- **PROBLEM**
Would you retype the records below exactly as they appear?

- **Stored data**

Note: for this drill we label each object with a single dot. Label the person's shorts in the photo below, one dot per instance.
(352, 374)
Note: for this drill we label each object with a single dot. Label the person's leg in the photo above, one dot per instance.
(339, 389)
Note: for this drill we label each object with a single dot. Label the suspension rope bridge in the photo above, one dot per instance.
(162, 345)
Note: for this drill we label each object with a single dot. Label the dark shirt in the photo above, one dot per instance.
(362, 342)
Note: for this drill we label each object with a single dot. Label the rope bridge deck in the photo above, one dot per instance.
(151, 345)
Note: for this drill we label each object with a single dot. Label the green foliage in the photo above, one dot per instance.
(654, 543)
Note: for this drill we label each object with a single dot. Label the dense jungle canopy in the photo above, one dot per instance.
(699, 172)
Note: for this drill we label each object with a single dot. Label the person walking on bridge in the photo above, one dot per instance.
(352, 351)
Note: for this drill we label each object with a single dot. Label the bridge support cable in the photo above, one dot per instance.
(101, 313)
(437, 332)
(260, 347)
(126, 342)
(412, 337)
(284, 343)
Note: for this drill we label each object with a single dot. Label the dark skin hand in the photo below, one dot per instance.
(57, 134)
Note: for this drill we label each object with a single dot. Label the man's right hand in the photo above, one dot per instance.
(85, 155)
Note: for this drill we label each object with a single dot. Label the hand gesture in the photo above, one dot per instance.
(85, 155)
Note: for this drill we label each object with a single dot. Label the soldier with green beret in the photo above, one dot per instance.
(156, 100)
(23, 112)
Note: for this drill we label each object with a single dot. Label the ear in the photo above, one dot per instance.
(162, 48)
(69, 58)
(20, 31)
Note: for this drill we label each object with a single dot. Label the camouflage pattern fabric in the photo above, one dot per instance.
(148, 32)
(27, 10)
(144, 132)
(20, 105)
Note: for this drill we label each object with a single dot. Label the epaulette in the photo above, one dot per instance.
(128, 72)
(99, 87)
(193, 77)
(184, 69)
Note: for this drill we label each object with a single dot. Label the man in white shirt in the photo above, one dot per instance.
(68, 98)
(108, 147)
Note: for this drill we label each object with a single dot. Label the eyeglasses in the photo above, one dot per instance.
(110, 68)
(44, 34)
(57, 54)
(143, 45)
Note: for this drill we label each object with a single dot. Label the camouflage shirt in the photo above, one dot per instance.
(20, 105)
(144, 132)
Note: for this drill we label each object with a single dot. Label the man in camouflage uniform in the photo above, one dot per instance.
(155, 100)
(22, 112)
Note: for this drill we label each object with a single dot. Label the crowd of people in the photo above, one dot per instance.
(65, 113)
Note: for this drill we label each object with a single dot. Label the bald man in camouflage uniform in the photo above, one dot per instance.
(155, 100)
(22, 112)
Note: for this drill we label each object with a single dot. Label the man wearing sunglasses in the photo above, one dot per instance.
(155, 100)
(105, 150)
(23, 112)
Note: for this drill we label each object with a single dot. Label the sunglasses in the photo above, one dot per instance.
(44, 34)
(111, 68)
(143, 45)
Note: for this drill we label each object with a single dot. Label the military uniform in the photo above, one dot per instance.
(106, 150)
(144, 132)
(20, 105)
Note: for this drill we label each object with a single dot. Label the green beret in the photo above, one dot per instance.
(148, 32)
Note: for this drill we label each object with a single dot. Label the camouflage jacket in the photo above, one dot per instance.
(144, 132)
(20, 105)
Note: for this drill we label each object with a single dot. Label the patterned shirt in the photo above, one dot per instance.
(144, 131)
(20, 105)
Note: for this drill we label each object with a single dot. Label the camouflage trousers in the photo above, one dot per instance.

- **YOUR RESPONSE**
Note: for this drill we label each object with a single dot. Label the person's shorts in the photo below, one dot per instance.
(352, 374)
Note: for this drill we label each object with a single dot. Label the person's leg in the photo above, one dot per instance.
(339, 389)
Note: for this drill we label each object with a single dot. Label the suspension rope bridge in the photo above, one dot per instance.
(162, 345)
Note: for this drill we label each object with a single dot. Label the dark shirt in the photo above, one dot per instance.
(362, 342)
Note: for this drill we label each object with a single dot. Label the rope bridge deck in the photo above, one dot per instance.
(151, 345)
Note: for this drill we label each object with a single dot. Label the green foliage in the photo above, one dot per instance.
(654, 543)
Note: for this drill we label each object with a single dot. Label the dense jungle canopy in the photo above, one dot per instance.
(699, 172)
Note: for this drill we label each object with a single dot. Label the person walking on bridge in the photo above, one dot per instance.
(352, 351)
Note: for this drill we label each object with a single dot. Label the bridge support cable in the photo above, one dot per instance.
(101, 313)
(437, 332)
(260, 347)
(126, 342)
(412, 337)
(284, 343)
Note: for this drill we label each object with a single dot. Label the dark skin hand in the photo below, one dot per instance.
(57, 134)
Note: for this drill we label each object with a single dot. Label the man's right hand in the photo above, one dot per instance.
(85, 155)
Note: for this drill we label each object with a single dot. Label the hand gesture in the photo above, one dot per instance.
(85, 155)
Note: for this drill we label each object with a single dot. Label the soldier with green beret in the photo above, one dot per instance.
(156, 100)
(23, 112)
Note: for this drill we label each object with a single dot. Label the ear in the photo above, one dot per instance.
(162, 48)
(69, 58)
(20, 31)
Note: for this drill we label each object with a single dot. Label the camouflage pattern fabric in the photo above, one dot per instance.
(148, 32)
(27, 10)
(144, 132)
(20, 105)
Note: for this drill we label each object with a single dot. Label the epaulette in the photo above, one dot per instance.
(128, 72)
(99, 87)
(193, 77)
(184, 69)
Note: for this drill we label each object with a single dot. Label the man in white shirt in the photo above, one dot per instance.
(68, 98)
(108, 147)
Note: for this drill we label each object with a single dot. Label the eyeglasses in the photo above, one dot per instance.
(110, 68)
(44, 34)
(57, 54)
(143, 45)
Note: for this drill we label each object with a single dot. Label the camouflage shirt in the photo above, one dot per instance.
(20, 105)
(144, 132)
Note: for this drill we label each object with a single dot. Label the man in camouflage uniform in the photo above, one dot per instance.
(155, 100)
(22, 112)
Note: for this drill we label each object with a single dot. Label the crowd of people in the photo above, one dot per instance.
(65, 113)
Note: for this drill we label each object with a single dot. Label the bald man in camouflage uniform in the photo above, one dot per instance.
(155, 100)
(22, 112)
Note: for this drill we label each object with a single dot. Label the man wearing sunglasses in the photo above, one dot per instance.
(155, 100)
(105, 150)
(23, 112)
Note: for this drill we label each object with a single dot. Label the sunglasses in the photo above, one dot per instance.
(44, 34)
(111, 68)
(143, 45)
Note: for this drill we label each object with a single dot. Label the military uniform in the photo above, one dot per instance.
(106, 150)
(144, 132)
(20, 105)
Note: for this drill we label each object with a single dot. Label the green beret in the photo above, one dot per instance.
(148, 32)
Note: for this drill we label each object with a single dot. Label the camouflage jacket in the photo above, one dot per instance.
(144, 132)
(20, 105)
Note: for this drill we label each object with a single dot. Label the patterned shirt in the photo above, one dot per instance.
(144, 131)
(20, 105)
Note: for this drill we label each object with a single dot. Label the camouflage trousers in the photo above, one dot per instance.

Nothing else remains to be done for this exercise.